Wirtschaft

Gewerkschaften sehen sich bestätigt Arbeitskosten steigen langsam

Mercedes-Produktion in Bremen.

Mercedes-Produktion in Bremen.

(Foto: picture alliance / dpa)

Arbeit ist hierzulande zwar weiterhin teurer als im Durchschnitt der Europäischen Union. Doch sind die Arbeitskosten in Deutschland in den vergangenen zehn Jahren wesentlich langsamer gestiegen als in den anderen EU-Ländern. Die Gewerkschaften sehen sich in ihrer Forderung nach kräftigen Lohnerhöhungen bestätigt. Die Wirtschaft fordert dagegen Augenmaß.

#### Aufgabenstellung:
Führe den Artikel über die Arbeitskosten in Deutschland im Anschluss an seinen letzten Satz fort.

#### Datensätze:
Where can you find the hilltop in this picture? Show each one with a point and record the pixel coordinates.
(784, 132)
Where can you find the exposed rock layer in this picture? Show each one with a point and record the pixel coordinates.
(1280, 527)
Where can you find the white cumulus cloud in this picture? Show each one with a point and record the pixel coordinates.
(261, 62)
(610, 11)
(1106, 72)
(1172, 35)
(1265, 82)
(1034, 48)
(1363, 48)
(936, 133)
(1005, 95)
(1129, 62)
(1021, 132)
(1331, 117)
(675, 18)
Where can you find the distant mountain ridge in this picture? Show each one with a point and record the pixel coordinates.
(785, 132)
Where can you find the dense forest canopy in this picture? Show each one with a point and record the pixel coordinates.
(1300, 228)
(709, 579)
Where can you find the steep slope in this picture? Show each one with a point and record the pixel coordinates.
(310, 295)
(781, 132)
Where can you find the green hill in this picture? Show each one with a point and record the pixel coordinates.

* * *

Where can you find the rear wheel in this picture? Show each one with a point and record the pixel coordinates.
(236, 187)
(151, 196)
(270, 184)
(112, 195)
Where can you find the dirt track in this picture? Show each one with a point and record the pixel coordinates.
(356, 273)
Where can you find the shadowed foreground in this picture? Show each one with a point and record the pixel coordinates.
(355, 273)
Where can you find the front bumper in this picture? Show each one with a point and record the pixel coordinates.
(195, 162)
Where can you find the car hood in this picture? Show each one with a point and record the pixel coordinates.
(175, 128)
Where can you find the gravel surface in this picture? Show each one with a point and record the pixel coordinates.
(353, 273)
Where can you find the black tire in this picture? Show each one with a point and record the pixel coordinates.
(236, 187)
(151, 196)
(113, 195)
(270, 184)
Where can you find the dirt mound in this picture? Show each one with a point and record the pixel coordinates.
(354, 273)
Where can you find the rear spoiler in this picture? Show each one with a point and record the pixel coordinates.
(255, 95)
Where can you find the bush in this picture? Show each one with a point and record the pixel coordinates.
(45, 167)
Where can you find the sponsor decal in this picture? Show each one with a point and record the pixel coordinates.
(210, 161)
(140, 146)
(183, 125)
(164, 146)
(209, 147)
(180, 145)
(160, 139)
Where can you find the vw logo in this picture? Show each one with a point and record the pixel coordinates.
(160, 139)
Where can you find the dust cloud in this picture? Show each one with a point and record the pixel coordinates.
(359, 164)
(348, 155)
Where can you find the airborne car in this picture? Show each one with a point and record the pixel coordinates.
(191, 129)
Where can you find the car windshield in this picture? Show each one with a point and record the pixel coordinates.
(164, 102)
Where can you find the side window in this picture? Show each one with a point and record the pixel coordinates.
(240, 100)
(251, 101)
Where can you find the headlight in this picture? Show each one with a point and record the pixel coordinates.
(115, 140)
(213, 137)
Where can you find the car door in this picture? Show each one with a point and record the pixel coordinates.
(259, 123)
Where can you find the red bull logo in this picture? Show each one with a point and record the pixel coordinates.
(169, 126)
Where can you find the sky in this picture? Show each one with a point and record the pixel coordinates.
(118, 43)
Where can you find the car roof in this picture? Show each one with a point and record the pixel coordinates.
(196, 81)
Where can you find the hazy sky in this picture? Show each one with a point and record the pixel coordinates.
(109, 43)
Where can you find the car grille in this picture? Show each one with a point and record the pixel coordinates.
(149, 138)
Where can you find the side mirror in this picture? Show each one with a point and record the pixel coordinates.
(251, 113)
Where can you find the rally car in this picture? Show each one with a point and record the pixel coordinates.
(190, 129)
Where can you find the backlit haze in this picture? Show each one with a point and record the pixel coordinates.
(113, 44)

==

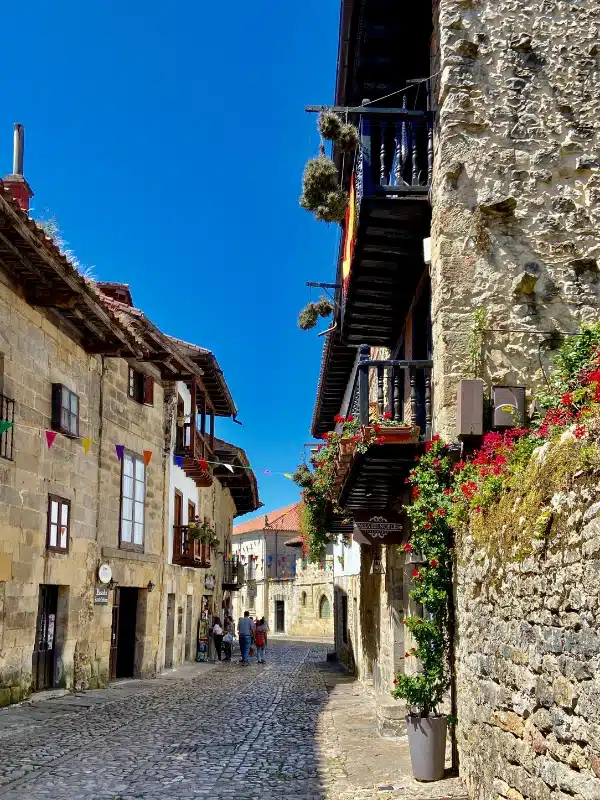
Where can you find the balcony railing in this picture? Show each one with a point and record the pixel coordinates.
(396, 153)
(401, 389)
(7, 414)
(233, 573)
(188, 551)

#### Antwortbereich:
In keinem anderen EU-Staat sind die Arbeitskosten in den vergangenen zehn Jahren so wenig gestiegen wie in Deutschland. Eine Stunde in der Privatwirtschaft verteuerte sich von 2001 bis 2011 um 19,4 Prozent, teilte das Statistische Bundesamt mit. In Frankreich stiegen die Arbeitskosten - also Bruttoverdienste plus Lohnnebenkosten - mit 39,2 Prozent mehr als doppelt so stark. Im EU-Schnitt gab es ein Plus von 36,1 Prozent.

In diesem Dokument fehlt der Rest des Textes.